◆ TASK: Reproduce the rows below, from the first line up to and including the line containing "278,174 -> 520,256", keeping the requests unchanged. Multiply every coordinate in the answers by 1.7 and round each result to a whole number, with halves rounded up.

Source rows

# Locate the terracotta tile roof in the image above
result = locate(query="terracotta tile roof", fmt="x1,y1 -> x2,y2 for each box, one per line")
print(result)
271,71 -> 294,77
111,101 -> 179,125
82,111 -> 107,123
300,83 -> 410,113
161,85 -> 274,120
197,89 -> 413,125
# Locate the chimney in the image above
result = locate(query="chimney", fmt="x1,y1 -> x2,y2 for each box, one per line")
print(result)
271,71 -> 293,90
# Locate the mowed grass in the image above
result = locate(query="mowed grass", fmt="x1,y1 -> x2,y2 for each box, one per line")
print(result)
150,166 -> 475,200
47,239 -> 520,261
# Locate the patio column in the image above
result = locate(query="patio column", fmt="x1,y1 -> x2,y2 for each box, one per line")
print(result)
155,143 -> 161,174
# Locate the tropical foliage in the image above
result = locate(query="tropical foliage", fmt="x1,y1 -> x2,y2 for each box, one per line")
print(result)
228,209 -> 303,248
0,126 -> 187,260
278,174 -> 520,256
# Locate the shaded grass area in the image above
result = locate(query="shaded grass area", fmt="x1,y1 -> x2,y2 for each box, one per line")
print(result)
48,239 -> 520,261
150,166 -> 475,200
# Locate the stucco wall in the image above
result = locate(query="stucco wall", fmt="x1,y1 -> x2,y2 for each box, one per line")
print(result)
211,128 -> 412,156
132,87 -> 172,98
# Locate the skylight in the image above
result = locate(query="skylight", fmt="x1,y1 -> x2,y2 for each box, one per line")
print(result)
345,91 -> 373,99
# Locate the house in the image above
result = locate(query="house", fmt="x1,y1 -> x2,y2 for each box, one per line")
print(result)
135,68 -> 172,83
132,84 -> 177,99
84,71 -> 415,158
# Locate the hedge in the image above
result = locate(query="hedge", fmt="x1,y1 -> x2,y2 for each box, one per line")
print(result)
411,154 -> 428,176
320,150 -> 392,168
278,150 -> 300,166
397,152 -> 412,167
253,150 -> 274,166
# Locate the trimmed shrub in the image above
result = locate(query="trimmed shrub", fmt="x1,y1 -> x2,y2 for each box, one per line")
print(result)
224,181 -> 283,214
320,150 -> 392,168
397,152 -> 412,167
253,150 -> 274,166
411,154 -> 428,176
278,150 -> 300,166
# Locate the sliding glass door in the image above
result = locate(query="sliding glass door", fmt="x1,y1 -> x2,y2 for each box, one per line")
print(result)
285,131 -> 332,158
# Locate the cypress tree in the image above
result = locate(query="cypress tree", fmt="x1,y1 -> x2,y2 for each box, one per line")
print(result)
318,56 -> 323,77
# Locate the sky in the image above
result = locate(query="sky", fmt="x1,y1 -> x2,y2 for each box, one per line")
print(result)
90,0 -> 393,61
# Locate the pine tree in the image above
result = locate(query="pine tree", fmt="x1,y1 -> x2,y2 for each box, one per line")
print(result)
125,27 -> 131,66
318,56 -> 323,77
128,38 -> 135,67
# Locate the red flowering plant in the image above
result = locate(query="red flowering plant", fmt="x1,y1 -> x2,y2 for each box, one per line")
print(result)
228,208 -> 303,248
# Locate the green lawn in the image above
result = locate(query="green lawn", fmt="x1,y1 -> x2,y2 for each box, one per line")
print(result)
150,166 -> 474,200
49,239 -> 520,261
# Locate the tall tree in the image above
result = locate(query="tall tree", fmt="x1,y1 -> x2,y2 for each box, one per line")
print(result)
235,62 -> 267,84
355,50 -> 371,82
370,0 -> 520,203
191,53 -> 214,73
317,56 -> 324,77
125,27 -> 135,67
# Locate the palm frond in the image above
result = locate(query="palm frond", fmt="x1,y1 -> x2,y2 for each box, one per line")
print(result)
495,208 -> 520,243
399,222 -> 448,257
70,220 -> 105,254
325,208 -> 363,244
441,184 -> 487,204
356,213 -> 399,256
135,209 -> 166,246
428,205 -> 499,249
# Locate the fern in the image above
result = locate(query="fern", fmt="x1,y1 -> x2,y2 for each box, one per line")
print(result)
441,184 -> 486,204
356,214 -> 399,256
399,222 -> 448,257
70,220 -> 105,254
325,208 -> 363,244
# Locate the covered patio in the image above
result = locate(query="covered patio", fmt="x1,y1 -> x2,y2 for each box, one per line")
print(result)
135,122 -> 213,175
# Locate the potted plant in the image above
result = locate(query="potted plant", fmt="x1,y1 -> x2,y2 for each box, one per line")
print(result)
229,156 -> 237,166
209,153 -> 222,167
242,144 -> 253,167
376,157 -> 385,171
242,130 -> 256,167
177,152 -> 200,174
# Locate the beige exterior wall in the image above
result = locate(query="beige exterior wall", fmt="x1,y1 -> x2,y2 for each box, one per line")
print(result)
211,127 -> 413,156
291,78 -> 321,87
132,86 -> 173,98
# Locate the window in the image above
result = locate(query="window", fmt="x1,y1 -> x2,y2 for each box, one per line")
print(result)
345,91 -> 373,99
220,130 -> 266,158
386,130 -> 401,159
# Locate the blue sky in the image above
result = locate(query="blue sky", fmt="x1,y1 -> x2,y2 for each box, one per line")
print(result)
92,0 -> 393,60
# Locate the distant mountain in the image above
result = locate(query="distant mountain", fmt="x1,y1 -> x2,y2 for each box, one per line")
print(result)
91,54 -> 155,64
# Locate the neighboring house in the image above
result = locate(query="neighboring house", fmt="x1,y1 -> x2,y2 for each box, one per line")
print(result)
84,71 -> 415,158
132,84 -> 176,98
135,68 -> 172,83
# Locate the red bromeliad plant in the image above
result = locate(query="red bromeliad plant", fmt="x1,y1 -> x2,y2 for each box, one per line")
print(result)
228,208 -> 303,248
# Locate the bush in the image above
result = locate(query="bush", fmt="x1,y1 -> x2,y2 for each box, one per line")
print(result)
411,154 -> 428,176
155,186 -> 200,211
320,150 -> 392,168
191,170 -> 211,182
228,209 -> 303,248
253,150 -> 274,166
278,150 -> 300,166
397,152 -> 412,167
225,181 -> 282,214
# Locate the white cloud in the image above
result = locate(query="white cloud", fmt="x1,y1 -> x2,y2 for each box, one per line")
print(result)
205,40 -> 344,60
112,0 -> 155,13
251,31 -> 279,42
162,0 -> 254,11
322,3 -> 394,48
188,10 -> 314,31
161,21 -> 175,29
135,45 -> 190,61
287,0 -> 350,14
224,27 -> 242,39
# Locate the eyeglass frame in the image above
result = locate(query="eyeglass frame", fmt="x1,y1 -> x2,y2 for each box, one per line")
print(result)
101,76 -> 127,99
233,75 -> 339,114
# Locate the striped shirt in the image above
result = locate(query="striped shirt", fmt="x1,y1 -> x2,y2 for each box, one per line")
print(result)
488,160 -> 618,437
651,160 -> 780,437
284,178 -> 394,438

◆ PROBLEM SOLUTION:
# Locate the terracotta tile roof in the image above
result = locate(query="terracotta tile roof", fmt="x1,y1 -> x2,y2 for each box, one per line")
print(result)
461,121 -> 500,131
189,172 -> 304,213
139,189 -> 182,209
510,141 -> 697,192
274,145 -> 466,204
335,151 -> 702,213
# Locate the chimney in the image above
result = locate(query="chimney", fmt="x1,y1 -> x2,y2 for each box, one per line")
print(result)
461,121 -> 498,153
# Locate the mowed grass in the image above
result = locate(query="mowed grass", fmt="x1,y1 -> x2,y2 for each box, one per line")
print(result)
255,282 -> 808,340
80,406 -> 884,444
# Locate the patio column in the image above
result = locate(query="patio column", fmt="x1,y1 -> x2,y2 for each box, one per line")
print(result)
264,243 -> 274,296
# Locate the tropical foliage in the image above
result = locate(query="tropical foliage", fmt="x1,y1 -> x2,y2 for each box, one per line")
print(result)
388,355 -> 515,422
0,214 -> 318,442
473,296 -> 884,435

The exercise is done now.